Copy the records below, substituting "one space" for each "single spaces" and changing nothing else.
---------- Provided entries ----------
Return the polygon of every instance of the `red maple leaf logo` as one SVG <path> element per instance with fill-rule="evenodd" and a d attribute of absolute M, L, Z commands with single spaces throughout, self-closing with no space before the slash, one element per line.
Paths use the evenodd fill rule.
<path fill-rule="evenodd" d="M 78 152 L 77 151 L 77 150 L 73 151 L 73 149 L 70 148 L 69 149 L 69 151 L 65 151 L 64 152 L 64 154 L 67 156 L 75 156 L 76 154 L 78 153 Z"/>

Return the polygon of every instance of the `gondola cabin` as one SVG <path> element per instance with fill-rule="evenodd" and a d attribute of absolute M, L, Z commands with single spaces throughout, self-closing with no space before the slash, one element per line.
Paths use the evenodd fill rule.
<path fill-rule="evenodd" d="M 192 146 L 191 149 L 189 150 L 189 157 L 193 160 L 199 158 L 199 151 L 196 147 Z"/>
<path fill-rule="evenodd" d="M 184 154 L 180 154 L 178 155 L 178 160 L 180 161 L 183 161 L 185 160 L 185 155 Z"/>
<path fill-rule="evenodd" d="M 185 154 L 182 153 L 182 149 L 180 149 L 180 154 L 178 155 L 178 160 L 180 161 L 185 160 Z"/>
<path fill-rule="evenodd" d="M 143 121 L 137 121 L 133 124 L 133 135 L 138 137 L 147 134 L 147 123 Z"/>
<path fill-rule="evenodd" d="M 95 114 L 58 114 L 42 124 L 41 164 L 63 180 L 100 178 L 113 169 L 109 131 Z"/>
----------
▶ [Answer below]
Return the polygon of every instance of the `red maple leaf logo` as one SVG <path> element per instance with fill-rule="evenodd" and a d attribute of absolute M, L, Z commands with one space throughout, self-closing with no space before the slash, one element per line.
Paths use the evenodd fill rule.
<path fill-rule="evenodd" d="M 78 152 L 77 151 L 77 150 L 73 151 L 73 149 L 70 148 L 69 149 L 69 151 L 65 151 L 64 152 L 64 154 L 67 156 L 75 156 L 76 154 L 78 153 Z"/>

Return the polygon of every instance of the `gondola cabin` as one SVG <path> element per instance with fill-rule="evenodd" and a d attribute of absolute M, L, Z commands with one space throughout, self-closing with no space before the slash, one element per line.
Paths use the evenodd fill rule.
<path fill-rule="evenodd" d="M 192 146 L 191 149 L 189 150 L 189 157 L 193 160 L 199 158 L 199 151 L 196 147 Z"/>
<path fill-rule="evenodd" d="M 184 154 L 180 154 L 178 155 L 178 160 L 180 161 L 183 161 L 185 160 L 185 155 Z"/>
<path fill-rule="evenodd" d="M 185 154 L 182 153 L 182 149 L 180 149 L 180 154 L 178 155 L 178 160 L 180 161 L 185 160 Z"/>
<path fill-rule="evenodd" d="M 143 121 L 137 121 L 133 124 L 133 135 L 138 137 L 147 134 L 147 123 Z"/>
<path fill-rule="evenodd" d="M 95 114 L 58 114 L 42 124 L 41 164 L 63 180 L 100 178 L 113 169 L 109 131 Z"/>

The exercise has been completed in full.